§ **Exercise**
Scan the records below for the line with "Category: concrete walkway" and the line with "Category: small green object in grass". Repeat those two lines and every line between them exactly, and nothing else.

#####

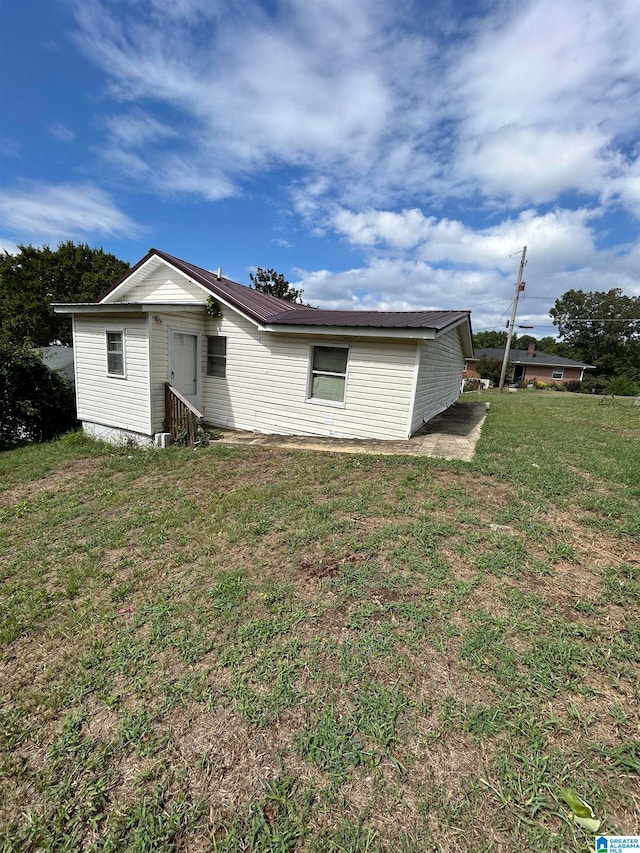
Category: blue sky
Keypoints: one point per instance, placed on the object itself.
(379, 154)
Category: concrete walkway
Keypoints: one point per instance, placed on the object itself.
(451, 435)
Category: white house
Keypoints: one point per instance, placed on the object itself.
(262, 364)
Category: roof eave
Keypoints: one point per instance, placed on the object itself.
(351, 331)
(123, 307)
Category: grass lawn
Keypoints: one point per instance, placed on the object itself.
(261, 650)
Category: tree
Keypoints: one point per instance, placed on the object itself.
(603, 328)
(489, 368)
(36, 403)
(275, 284)
(491, 340)
(35, 277)
(524, 342)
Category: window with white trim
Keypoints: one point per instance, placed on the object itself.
(217, 356)
(115, 353)
(328, 373)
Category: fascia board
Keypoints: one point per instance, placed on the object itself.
(352, 332)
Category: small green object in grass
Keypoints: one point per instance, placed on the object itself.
(581, 811)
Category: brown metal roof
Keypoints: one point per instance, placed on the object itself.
(370, 319)
(260, 306)
(268, 309)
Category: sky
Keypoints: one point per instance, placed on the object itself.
(381, 154)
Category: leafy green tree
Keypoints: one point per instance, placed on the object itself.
(603, 328)
(491, 340)
(490, 368)
(36, 403)
(275, 284)
(34, 277)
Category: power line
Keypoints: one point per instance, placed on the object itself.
(519, 289)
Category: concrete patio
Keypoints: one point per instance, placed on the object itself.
(451, 435)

#####

§ **Output below**
Category: concrete walkway
Keypoints: one point per instance, placed on the object itself.
(451, 435)
Category: white house
Keypoints: one point per instance, placed on the object itself.
(262, 364)
Category: roof eave
Keypoints: one point per instance, placed on the object itself.
(351, 331)
(123, 307)
Category: grass lawn
Keypoints: one point per instance, placed on the object itself.
(261, 650)
Category: tree
Keypoints: one point per instance, placed on the object itself.
(603, 328)
(489, 368)
(36, 403)
(275, 284)
(491, 340)
(35, 277)
(524, 342)
Category: window with white trim
Keypoints: one point per instance, placed on the object itself.
(217, 356)
(115, 353)
(328, 373)
Category: fascia board
Keypoints: one point per instance, placed on the object itself.
(352, 332)
Category: small green object in grass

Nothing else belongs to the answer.